● **Passage**
•••••
Exercise 3: Although, the resolution of the y-axis makes it impossible to read each ASV, it is still a valuable preliminary visualization. What types of information can you gain from this heat map? Are there any trends present at this stage with respect to the various samples?

Barplots

Now we’d like to visualize our data with a little higher resolution and summarize the communities by their taxonomic composition.

Use the following command to generate a boxplot to describe our samples. Here we are coloring by phylum, but we could use any level of taxonomic information

plot_bar(rice.ps.small, fill="phylum")

a line separates every ASV, which leads to a lot of black. We can get rid of the black lines with

pl <- plot_bar(rice.ps.small, fill="phylum")
pl + geom_col(aes(fill=phylum, color=phylum)) 

If you prefer to look at the counts, you can use the psmelt() function to create a data frame, and then use tidyverse functions, for example:

rice.ps.small %>%
  psmelt() %>%
  group_by(phylum) %>%
  summarize(Abundance=sum(Abundance)) %>%
  arrange(desc(Abundance))

These are helpful visualizations/summaries, but what if you want to group by cultivar or env_material? That brings us to exercise 4…

Exercise 4:

a. Make a bar plot with samples grouped by env_material

hint: Open the help page for plot_bar to work out how to do this (You may also want to look at the phyloseq plot_bar tutorial)

b. Make a table showing the phylum abundance by env_material (build on code above). I’ve shown what the first two rows should look like; yours should have 11 rows.

c. When comparing by env_material, which two phylum is most abundant across all env_material? Are there any predominant phyla greatly enriched (greater than 10-fold) in one env_material compared to the others?

d. Repeat a, b, and c but this time grouping by cultivar. When comparing by cultivar, is the predominant phyla consistent with that observed in Part B? Are there any predominant phyla unique to a specific cultivar? What does this indicate to you about the effect of the genotype and/or the effect of the sample location?

Now that we know a little more information about the ASVs in our sample, we’d like to calculate the diversity within a sample –the alpha diversity– and between our samples –the beta diversity.

Determine the Diversity Within a Sample

Alpha diversity tells us about the richness of species diversity within our sample. It quantifies how many taxa are in one sample and allow us to answer questions like “Are polluted environments less diverse than pristine environments?”.
•••••
● **Dataset extract**
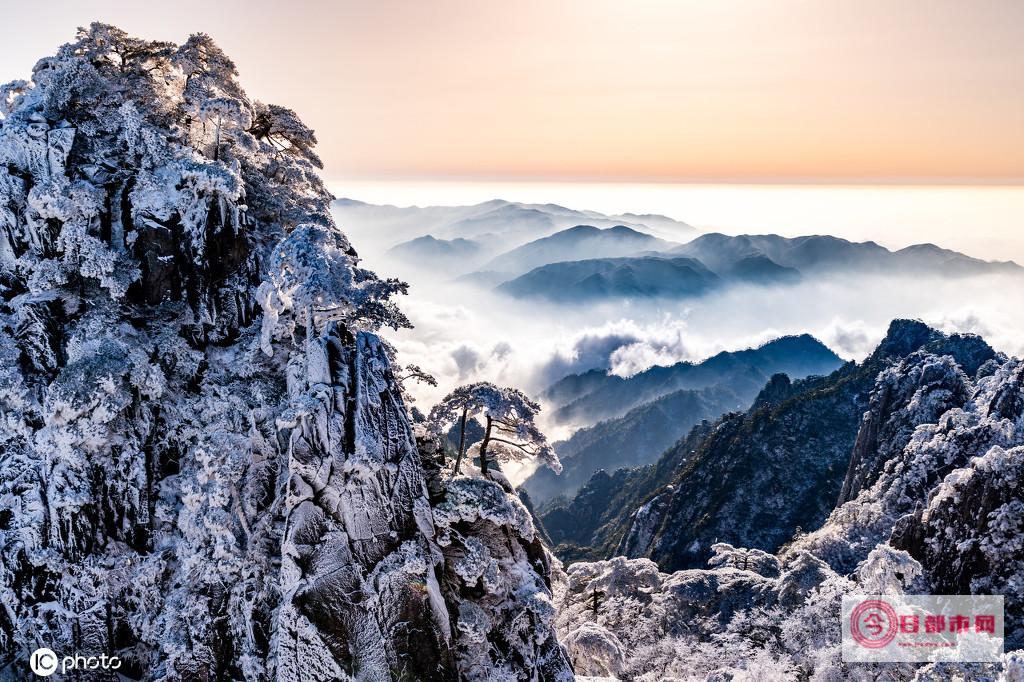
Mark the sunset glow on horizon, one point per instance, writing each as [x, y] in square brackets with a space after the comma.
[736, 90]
•••••
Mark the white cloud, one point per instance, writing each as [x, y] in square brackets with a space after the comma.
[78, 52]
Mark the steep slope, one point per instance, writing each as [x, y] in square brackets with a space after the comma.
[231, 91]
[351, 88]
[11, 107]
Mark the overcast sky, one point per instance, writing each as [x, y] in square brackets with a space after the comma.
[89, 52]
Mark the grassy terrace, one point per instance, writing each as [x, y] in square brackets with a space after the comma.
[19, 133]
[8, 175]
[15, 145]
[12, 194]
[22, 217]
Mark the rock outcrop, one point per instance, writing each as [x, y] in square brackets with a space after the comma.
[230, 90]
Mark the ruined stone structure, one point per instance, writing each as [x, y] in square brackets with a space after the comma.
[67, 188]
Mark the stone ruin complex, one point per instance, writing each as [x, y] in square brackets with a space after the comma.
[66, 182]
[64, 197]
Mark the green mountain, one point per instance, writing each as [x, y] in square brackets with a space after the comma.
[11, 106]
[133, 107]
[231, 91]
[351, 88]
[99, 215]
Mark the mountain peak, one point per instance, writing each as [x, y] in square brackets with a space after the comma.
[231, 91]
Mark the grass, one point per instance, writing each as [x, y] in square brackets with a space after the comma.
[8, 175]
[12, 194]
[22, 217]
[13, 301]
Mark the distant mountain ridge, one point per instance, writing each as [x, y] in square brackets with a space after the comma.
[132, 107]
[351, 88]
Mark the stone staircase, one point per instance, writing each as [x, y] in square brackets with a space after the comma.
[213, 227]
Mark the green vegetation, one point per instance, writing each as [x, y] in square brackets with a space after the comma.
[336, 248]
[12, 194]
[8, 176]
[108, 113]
•••••
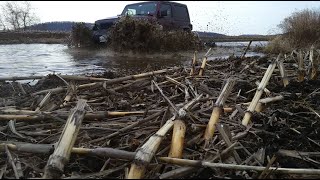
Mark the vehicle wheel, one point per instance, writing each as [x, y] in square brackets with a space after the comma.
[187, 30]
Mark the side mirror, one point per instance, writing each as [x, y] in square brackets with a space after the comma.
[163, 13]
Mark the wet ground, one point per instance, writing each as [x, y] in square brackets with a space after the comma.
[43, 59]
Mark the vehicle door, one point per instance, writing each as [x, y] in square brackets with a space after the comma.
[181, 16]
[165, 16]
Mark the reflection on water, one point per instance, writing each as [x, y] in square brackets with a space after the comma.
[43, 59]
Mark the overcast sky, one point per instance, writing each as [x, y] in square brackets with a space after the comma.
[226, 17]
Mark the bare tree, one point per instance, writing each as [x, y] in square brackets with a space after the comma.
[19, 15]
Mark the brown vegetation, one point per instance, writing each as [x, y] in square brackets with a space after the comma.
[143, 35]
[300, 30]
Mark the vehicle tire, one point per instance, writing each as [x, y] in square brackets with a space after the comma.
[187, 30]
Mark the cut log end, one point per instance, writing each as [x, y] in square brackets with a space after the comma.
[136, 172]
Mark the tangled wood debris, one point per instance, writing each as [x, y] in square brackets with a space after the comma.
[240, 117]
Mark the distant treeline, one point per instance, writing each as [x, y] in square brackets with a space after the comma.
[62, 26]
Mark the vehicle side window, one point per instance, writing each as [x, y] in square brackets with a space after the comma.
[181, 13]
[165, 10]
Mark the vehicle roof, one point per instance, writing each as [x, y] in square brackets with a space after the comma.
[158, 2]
•••••
● **Activity 1**
Answer these questions about the phyloseq tutorial:
(a) Which function does it use to create a data frame when you prefer to look at the counts?
(b) How many rows should the table of phylum abundance by env_material have?
(c) According to its description of alpha diversity, what does alpha diversity quantify?
● **Activity 2**
Carry on the phyloseq tutorial from its final sentence, in the same instructional style.

● **Task answer 1**
(a) The psmelt() function.
(b) 11 rows.
(c) How many taxa are in one sample.

● **Task answer 2**
There are more than two dozen different established metrics to calculate the alpha diversity. We will start with a small subset of methods. Feel free to read more details about other metrics here.

generate plots

#plot_richness(rice.ps.small, measures=c("Observed", "Chao1", "Shannon"))

Exercise 5:
Look at the help file for plot_richness and plot the samples grouped first by cultivar and then make a separate plot with them grouped by env_material and finally by both. Do either of these categories seem to affect species diversity?

Exercise 6:
Is there an alpha diversity metric that estimates the sample diversity differently than the other metrics? If so, which one is it? (This is not a question about the scale of the y-axis, but the patterns of which samples show relatively high and low diversity).

Visualize the Diversity Between Samples

The definition of beta diversity has become quite contentious among ecologists. For the purpose of this lab, we will define beta diversity as the differentiation among samples. To quantify beta diversity, we will calculate the pairwise Bray-Curtis dissimilarity, resulting in a distance matrix. For more information about other definitions/uses of beta diversity, see the wikipedia page.

First compute the distances and compute MDS coordinates

rice.ord.small <- ordinate(rice.ps.small, method="NMDS", distance="bray")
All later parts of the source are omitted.